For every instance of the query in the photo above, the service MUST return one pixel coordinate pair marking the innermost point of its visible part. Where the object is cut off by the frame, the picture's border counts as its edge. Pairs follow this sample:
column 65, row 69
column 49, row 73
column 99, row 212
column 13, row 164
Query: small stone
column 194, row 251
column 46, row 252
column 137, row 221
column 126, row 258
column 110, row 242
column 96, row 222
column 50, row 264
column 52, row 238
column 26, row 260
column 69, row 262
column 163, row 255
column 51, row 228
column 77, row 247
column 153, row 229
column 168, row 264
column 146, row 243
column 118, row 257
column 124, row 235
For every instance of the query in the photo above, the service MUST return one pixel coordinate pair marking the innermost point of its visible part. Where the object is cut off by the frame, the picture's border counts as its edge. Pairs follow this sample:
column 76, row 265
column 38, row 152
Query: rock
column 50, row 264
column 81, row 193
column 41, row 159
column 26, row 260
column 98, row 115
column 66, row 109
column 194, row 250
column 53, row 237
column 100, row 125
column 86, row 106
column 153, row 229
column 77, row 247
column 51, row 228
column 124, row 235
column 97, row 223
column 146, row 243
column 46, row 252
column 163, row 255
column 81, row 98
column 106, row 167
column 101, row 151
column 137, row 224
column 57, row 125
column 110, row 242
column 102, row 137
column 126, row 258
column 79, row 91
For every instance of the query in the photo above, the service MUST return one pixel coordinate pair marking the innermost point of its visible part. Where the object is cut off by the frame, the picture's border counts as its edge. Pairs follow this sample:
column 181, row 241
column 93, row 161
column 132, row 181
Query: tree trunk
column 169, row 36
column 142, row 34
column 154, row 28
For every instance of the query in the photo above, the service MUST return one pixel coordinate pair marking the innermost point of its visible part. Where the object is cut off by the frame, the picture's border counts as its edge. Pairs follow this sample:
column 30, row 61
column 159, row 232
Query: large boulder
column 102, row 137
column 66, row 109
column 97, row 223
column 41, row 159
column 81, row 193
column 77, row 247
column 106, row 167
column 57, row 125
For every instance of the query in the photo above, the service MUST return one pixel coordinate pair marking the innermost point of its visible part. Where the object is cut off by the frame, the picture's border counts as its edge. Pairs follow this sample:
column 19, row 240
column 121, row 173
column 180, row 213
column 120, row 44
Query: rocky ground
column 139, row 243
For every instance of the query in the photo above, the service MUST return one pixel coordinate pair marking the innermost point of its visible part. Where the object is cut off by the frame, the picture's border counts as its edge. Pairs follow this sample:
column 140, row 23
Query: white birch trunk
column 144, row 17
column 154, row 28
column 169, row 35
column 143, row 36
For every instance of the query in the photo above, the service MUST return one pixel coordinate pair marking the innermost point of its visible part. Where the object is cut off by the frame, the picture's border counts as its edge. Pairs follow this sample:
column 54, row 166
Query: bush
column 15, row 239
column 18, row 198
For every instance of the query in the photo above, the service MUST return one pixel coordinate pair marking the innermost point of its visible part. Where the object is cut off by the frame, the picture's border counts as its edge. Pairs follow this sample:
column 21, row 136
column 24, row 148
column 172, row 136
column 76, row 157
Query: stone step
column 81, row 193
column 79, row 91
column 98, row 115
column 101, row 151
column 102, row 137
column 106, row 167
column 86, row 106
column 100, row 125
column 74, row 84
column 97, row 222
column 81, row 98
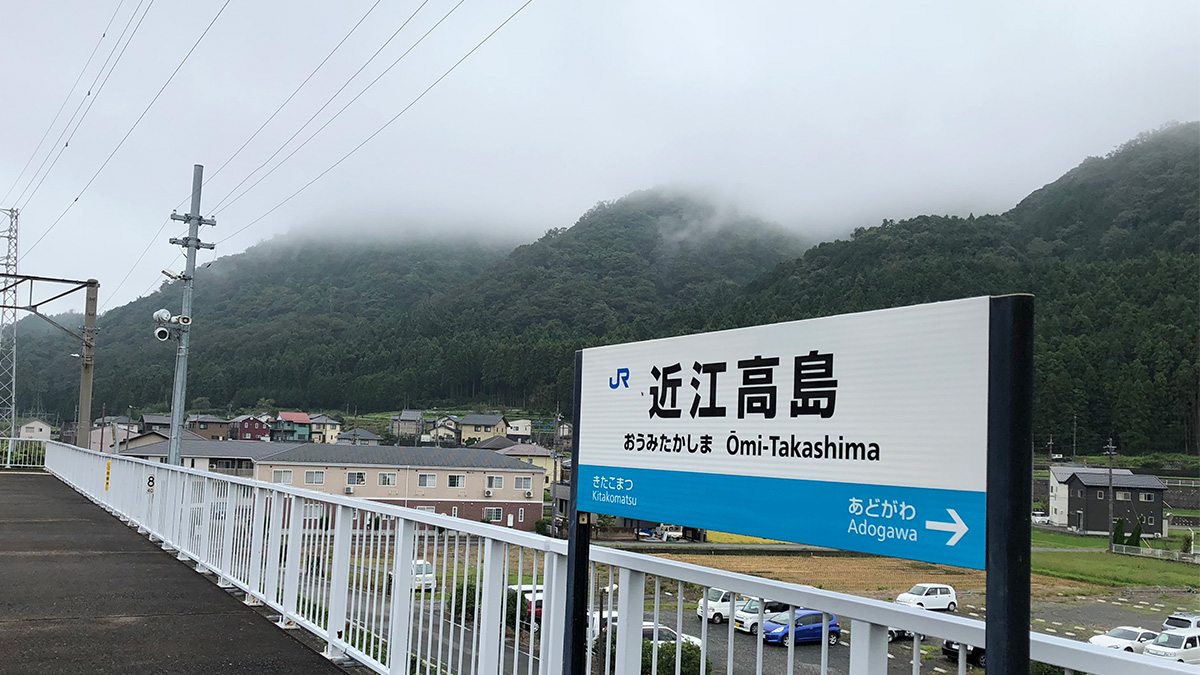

# # # # # # #

Goal of the exercise
Exactly as written, reproduce all of the entries while dropping the pictures.

Result for this task
For every instance of the query in the photo above, the service MUST return one pixel coordinate pair marking the innermost point of its visible part. Where the object is cut off by the frame, the picture's border counts as its edge. Pairs follow this sample:
column 65, row 69
column 49, row 73
column 99, row 212
column 13, row 164
Query: small stone
column 194, row 251
column 46, row 252
column 137, row 221
column 126, row 258
column 110, row 242
column 96, row 222
column 50, row 264
column 52, row 238
column 26, row 260
column 69, row 262
column 163, row 255
column 51, row 228
column 77, row 247
column 153, row 229
column 168, row 264
column 146, row 243
column 118, row 257
column 124, row 235
For every instance of the query in the photo above, the service MUST return one pixel coordinate pair marking the innermost point of its visible part. Where the object is cut off by the frame, the picture's border counts as its edge. Pairs follow this sample:
column 76, row 265
column 38, row 152
Query: rock
column 50, row 264
column 81, row 193
column 41, row 159
column 26, row 260
column 98, row 115
column 66, row 109
column 194, row 250
column 53, row 237
column 100, row 125
column 86, row 106
column 153, row 229
column 77, row 247
column 51, row 228
column 124, row 235
column 97, row 223
column 146, row 243
column 46, row 252
column 163, row 255
column 81, row 98
column 106, row 167
column 101, row 151
column 137, row 224
column 57, row 125
column 110, row 242
column 102, row 137
column 126, row 258
column 79, row 91
For every instance of the query in the photo above, the service MUST return one pixel coordinate pair marking the innermost point of its visible part. Where the object is cut off by the frame, the picture's border counts as its edge. Pairs follow this sample:
column 181, row 241
column 93, row 161
column 132, row 181
Query: tree trunk
column 169, row 36
column 142, row 34
column 154, row 28
For every instance of the query in the photo above, the service MUST return one pixel coordinate pair marking the innermost point of its visible part. Where the object is cut off by the frame, the picture's border counts as its edge. Pairs follow this sample:
column 30, row 61
column 159, row 232
Query: large boulder
column 102, row 137
column 66, row 109
column 97, row 223
column 41, row 159
column 81, row 193
column 77, row 247
column 106, row 167
column 57, row 125
For every instance of the query in the photo above, the service MUST return one pixel coordinate pair marking the innermost point of its visible part. Where the object is cut off by the frame, the picture's border counts as its edge. Pairs follow this sample:
column 19, row 240
column 121, row 173
column 180, row 213
column 120, row 44
Query: rocky ground
column 139, row 243
For every instance of the query in the photo above, the service MUST return one pixel coordinate pair marking the innermost point of its visible part. Where the object is cut off by the frame, the picture's border counts as its edge. Pairs follow this sample:
column 140, row 23
Query: white birch trunk
column 144, row 17
column 154, row 28
column 169, row 35
column 143, row 36
For every instance of the query in the photo above, the service MUST return one pixel coordinate pair marking the innermost point of its visible part. Where the object is cut off by the frame, the picture's border counts as its edge. Pairs follow this sample:
column 54, row 166
Query: bush
column 15, row 239
column 18, row 198
For every instance of the query in the photo above, the service MUST return one pixel coordinate pair marking the innermost point of its visible part. Where the object is cut off by the frame, the picture's border counts as its edge. Pairs follow this sample:
column 21, row 136
column 24, row 148
column 172, row 136
column 76, row 157
Query: stone step
column 81, row 193
column 79, row 91
column 98, row 115
column 101, row 151
column 102, row 137
column 106, row 167
column 86, row 106
column 100, row 125
column 74, row 84
column 97, row 222
column 81, row 98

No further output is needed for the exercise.